(Stored records)
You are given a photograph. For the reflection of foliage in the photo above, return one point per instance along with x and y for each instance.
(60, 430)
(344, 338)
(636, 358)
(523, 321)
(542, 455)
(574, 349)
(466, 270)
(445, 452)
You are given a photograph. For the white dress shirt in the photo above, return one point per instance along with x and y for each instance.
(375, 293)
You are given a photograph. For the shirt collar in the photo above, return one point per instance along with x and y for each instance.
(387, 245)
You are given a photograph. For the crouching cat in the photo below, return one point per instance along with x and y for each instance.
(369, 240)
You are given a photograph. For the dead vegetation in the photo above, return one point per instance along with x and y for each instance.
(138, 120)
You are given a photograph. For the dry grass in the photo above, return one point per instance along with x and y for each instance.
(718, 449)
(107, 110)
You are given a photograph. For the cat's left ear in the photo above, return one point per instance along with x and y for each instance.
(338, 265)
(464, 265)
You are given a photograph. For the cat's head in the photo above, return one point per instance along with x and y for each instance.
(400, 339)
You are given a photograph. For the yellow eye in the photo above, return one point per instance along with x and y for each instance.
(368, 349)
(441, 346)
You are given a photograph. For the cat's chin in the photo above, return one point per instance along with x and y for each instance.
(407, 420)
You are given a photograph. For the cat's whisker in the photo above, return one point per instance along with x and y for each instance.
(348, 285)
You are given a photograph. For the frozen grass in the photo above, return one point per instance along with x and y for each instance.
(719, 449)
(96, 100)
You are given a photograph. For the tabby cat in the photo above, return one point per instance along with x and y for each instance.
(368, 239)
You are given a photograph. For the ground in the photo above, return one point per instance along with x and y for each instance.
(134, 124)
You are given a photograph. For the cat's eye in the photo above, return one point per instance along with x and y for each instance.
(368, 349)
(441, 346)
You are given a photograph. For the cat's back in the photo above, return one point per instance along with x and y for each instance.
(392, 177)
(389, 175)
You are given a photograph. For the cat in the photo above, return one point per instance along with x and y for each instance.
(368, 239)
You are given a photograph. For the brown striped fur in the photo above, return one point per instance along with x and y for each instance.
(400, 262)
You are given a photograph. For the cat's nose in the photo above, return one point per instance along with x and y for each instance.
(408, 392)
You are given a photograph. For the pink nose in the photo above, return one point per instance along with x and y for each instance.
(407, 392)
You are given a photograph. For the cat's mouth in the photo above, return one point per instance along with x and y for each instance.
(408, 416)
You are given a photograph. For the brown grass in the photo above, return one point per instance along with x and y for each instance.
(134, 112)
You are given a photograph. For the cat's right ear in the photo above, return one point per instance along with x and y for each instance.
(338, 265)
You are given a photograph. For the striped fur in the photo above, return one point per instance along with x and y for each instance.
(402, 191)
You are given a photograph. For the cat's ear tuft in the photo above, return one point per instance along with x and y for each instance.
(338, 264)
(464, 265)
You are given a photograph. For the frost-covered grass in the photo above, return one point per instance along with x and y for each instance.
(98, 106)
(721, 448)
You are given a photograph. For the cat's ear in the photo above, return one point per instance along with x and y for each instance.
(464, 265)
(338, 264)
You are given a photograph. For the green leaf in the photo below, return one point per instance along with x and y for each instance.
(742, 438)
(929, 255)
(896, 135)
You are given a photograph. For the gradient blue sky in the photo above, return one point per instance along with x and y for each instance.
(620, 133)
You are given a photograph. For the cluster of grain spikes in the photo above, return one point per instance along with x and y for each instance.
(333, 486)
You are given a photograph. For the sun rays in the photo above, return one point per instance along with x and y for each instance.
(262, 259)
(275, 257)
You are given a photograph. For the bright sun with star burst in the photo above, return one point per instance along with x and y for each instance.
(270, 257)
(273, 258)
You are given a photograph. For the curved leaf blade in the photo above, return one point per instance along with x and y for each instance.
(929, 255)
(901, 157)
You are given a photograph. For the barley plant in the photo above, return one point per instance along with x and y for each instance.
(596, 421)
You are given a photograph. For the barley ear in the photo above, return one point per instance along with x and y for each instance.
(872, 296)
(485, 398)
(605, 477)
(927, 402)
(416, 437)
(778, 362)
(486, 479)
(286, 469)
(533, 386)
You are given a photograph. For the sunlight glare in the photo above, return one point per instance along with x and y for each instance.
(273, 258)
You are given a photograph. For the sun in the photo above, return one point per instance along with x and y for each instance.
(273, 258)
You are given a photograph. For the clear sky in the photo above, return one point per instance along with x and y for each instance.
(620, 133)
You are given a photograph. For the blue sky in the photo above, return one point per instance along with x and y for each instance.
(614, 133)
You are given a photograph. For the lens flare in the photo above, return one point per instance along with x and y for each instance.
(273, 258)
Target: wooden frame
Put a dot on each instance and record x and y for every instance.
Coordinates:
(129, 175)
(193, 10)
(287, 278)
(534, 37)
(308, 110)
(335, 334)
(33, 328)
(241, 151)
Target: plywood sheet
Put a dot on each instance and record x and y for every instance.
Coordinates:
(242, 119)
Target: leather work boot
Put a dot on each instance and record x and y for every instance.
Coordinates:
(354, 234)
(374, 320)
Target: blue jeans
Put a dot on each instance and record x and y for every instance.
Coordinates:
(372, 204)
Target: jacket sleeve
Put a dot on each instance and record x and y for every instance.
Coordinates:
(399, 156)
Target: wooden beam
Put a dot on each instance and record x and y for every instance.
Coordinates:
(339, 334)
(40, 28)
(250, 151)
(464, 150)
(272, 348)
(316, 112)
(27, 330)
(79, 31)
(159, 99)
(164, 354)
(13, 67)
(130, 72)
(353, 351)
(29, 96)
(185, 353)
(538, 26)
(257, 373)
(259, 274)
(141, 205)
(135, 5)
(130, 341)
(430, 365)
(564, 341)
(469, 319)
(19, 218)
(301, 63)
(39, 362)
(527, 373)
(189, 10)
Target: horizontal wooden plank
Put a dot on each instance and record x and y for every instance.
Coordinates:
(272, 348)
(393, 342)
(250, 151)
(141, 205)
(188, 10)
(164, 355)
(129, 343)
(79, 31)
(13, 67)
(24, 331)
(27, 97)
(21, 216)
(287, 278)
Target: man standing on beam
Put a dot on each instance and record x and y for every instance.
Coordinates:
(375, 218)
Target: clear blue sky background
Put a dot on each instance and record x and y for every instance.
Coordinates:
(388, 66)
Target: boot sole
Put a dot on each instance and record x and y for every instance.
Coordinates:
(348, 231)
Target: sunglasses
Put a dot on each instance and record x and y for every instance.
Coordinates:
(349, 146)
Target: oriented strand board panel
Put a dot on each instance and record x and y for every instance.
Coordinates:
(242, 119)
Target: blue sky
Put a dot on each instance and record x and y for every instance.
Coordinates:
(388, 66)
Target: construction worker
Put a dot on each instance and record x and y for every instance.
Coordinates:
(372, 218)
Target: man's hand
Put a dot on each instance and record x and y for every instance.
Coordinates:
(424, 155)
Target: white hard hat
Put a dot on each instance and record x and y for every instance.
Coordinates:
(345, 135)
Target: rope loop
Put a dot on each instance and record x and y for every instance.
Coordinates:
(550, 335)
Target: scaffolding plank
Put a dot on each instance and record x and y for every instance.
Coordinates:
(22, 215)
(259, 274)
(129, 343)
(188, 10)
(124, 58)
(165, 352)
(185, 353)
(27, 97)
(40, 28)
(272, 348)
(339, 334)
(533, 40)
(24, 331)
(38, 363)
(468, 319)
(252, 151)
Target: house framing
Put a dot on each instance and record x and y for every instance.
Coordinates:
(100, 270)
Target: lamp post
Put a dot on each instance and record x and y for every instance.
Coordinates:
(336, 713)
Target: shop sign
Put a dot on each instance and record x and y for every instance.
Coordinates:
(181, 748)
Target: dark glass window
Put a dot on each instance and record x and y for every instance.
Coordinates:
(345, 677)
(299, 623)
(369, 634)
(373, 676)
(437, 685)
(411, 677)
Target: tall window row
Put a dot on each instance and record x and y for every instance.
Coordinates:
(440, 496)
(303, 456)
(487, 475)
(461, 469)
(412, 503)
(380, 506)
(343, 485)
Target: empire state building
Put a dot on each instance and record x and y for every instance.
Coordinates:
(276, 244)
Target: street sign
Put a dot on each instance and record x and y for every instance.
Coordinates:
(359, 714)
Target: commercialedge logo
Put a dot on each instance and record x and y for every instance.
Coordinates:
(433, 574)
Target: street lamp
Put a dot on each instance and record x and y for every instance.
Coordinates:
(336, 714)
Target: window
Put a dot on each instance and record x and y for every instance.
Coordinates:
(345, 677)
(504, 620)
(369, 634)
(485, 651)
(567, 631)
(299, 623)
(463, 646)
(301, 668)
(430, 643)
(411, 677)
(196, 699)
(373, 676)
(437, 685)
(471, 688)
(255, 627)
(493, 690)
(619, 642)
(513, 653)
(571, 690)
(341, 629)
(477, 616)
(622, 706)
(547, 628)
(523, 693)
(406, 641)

Aim: Write out only the final block of lines, starting at the line with "Target: construction worker" and running to the end of the material.

Solution for this problem:
Target: construction worker
Put a dot on each instance and record x and y for every instance.
Coordinates:
(372, 218)
Target: man's hand
Put a dot on each instance and record x and y for every instance.
Coordinates:
(424, 155)
Target: white hard hat
Put a dot on each instance and record x and y for every instance.
Coordinates:
(345, 135)
Target: rope loop
Put a dot on each instance and record x and y for every instance.
Coordinates:
(550, 335)
Target: scaffolding plank
Put a dot on each instance and record x and y for every instance.
Coordinates:
(22, 215)
(259, 274)
(129, 343)
(188, 10)
(124, 58)
(165, 352)
(185, 353)
(27, 97)
(40, 28)
(272, 348)
(339, 334)
(533, 40)
(24, 331)
(38, 363)
(468, 319)
(252, 151)
Target: house framing
Put a dot on each instance and record x and y for every instance.
Coordinates:
(100, 270)
Target: lamp post
Put a dot on each instance and record x and y for every instance.
Coordinates:
(336, 713)
Target: shop sign
Put a dot on each instance and record x and y for every instance.
Coordinates:
(181, 748)
Target: dark glass window
Put a dot on each instance and record x and y for every instance.
Coordinates:
(345, 677)
(299, 623)
(369, 634)
(373, 676)
(437, 685)
(411, 677)
Target: tall window row
Put a dot on each instance and record x and y for every instance.
Coordinates:
(440, 496)
(303, 456)
(487, 475)
(461, 469)
(412, 503)
(380, 506)
(343, 485)
Target: empire state building
Put a dot on each instance and record x and y for every instance.
Coordinates:
(276, 244)
Target: street sign
Put a dot on each instance and record x and y for every instance.
Coordinates:
(359, 714)
Target: commercialedge logo
Put a dot on each instance and record x and y for every instance.
Coordinates:
(433, 574)
Target: street lamp
Put a dot on each instance and record x and y for every instance.
Coordinates:
(336, 714)
Target: window
Put a dot on each instance and record x and y for every instance.
Coordinates:
(345, 677)
(504, 620)
(369, 634)
(485, 651)
(567, 631)
(299, 623)
(463, 646)
(301, 668)
(430, 643)
(411, 677)
(196, 699)
(373, 676)
(437, 685)
(471, 688)
(255, 627)
(493, 690)
(619, 642)
(513, 653)
(571, 690)
(341, 629)
(477, 616)
(622, 706)
(547, 628)
(523, 693)
(406, 641)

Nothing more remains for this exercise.